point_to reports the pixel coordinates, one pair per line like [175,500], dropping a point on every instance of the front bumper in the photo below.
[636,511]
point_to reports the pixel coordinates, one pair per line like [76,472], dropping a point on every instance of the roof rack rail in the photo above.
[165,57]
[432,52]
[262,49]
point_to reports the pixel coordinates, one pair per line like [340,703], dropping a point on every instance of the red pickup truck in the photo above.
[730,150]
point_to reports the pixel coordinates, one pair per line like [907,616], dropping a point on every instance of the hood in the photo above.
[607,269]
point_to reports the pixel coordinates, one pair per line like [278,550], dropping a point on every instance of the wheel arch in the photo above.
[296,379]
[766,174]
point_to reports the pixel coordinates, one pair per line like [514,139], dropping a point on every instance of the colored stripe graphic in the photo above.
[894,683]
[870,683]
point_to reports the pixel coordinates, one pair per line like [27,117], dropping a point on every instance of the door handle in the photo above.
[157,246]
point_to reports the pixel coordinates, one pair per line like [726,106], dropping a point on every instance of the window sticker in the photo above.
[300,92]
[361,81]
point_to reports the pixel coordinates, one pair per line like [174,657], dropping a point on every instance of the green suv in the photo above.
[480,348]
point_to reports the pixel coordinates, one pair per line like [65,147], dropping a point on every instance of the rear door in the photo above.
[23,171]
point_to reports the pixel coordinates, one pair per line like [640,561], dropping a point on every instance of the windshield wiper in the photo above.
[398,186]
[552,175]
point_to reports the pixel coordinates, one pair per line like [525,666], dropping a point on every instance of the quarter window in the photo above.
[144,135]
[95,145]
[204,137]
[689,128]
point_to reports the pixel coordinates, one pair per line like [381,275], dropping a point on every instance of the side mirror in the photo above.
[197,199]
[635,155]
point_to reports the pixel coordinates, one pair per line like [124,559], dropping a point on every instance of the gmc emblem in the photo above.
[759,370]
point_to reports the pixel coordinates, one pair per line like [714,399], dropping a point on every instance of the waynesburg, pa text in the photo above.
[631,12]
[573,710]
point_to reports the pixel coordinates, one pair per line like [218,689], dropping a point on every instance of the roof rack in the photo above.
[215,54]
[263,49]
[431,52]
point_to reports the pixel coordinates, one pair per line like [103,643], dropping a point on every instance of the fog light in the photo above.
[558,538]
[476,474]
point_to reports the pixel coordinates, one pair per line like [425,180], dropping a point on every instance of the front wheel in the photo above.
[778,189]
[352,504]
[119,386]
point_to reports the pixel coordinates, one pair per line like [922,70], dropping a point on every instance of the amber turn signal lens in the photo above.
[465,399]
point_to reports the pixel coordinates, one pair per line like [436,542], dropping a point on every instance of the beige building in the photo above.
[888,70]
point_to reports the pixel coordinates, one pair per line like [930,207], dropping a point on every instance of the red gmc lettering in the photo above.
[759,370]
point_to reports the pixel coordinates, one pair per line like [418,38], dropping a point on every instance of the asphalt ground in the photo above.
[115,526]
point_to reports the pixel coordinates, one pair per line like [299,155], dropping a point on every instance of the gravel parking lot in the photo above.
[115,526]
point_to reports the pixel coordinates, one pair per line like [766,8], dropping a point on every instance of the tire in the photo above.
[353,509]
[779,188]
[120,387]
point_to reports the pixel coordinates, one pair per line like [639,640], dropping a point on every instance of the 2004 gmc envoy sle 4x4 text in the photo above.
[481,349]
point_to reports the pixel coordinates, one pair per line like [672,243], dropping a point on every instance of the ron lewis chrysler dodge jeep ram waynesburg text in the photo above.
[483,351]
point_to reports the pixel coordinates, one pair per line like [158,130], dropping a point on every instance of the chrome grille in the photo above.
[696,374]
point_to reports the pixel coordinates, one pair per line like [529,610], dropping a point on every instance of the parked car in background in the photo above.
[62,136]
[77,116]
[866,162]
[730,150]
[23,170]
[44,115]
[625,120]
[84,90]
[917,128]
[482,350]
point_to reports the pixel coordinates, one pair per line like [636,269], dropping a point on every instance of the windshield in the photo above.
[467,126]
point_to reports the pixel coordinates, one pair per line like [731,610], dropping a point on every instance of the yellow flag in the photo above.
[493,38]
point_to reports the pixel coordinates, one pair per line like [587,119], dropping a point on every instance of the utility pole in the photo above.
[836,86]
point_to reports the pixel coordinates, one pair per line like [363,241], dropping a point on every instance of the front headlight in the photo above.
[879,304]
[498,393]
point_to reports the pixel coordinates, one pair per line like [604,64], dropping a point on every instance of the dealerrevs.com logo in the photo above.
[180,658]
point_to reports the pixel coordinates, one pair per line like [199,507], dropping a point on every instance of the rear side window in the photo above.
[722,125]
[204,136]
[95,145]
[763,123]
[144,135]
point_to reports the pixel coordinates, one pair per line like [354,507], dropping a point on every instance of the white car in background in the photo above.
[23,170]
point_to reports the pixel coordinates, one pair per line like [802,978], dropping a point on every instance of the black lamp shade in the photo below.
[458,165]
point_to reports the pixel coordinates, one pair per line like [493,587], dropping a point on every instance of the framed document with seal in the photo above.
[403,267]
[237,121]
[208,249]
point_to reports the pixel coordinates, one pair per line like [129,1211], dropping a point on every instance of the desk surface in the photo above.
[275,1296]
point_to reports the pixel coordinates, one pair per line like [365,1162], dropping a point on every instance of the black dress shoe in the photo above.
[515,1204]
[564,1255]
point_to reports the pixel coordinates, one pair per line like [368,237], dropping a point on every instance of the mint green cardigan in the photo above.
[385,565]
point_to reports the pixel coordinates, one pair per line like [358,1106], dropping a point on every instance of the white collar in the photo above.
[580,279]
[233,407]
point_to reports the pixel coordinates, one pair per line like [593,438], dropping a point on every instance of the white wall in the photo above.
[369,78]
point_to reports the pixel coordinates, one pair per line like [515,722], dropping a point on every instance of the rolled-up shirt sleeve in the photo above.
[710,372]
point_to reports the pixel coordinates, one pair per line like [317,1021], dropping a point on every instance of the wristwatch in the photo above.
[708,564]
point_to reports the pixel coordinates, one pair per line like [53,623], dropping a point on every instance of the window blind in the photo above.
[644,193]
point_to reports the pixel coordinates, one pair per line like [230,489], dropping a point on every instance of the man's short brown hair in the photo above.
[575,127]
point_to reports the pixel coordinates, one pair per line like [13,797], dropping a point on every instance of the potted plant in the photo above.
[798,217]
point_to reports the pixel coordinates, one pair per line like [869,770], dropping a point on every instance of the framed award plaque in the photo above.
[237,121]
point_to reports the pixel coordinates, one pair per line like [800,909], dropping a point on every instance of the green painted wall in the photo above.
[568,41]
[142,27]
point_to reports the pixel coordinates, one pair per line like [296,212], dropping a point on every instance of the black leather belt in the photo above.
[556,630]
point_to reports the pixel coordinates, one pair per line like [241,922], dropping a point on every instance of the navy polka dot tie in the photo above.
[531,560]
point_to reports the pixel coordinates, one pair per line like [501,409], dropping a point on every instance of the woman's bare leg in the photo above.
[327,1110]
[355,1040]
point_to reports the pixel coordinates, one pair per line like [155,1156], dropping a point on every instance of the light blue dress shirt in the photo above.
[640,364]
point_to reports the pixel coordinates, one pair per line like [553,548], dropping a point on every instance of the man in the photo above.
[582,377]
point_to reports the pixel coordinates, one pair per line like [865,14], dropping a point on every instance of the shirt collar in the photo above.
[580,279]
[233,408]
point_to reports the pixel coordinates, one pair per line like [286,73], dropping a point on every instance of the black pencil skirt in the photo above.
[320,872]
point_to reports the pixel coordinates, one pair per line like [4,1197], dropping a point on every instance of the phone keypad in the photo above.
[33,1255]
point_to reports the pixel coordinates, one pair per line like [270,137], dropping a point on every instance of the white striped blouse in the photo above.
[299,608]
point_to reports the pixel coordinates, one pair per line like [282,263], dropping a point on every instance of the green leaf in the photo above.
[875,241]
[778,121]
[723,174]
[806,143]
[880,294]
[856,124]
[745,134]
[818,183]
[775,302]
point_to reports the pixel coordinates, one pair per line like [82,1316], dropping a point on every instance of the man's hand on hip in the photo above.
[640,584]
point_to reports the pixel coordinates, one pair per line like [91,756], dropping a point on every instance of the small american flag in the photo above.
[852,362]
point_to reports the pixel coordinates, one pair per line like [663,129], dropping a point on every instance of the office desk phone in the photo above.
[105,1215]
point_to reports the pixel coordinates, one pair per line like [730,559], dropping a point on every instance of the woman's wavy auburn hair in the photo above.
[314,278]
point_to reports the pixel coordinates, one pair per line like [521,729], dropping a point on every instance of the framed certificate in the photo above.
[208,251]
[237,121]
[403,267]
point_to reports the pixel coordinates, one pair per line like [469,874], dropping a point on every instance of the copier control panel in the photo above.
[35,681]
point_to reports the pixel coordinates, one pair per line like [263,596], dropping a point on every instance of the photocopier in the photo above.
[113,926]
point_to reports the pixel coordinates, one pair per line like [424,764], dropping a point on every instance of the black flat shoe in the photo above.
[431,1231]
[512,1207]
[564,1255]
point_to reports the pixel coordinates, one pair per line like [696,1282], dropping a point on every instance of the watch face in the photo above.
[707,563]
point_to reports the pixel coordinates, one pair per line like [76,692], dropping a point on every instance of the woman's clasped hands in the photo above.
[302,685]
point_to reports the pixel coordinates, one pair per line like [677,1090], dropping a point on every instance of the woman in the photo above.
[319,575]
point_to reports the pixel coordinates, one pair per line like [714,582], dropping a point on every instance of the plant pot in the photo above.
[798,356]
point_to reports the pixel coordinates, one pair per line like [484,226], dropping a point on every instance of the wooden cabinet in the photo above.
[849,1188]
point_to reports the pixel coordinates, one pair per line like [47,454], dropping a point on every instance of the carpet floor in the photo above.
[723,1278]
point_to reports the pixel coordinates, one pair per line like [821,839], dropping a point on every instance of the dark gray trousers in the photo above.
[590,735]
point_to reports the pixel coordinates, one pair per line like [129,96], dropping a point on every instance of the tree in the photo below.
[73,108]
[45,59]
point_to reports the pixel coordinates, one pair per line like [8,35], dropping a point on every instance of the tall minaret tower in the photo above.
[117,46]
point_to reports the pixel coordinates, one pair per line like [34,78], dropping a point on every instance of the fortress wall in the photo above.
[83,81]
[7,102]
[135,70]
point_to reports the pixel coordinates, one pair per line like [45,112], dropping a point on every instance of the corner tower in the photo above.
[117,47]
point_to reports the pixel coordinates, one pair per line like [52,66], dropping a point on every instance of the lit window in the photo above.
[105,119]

***

_Work item_: Starting from the line containing "lit window in the photo above.", repeat each line through the end of the entries, exactly.

_The answer_:
point_to reports the pixel coordinates, one pair per line like [52,66], dropping a point on every instance of the lit window in the photo above.
[105,119]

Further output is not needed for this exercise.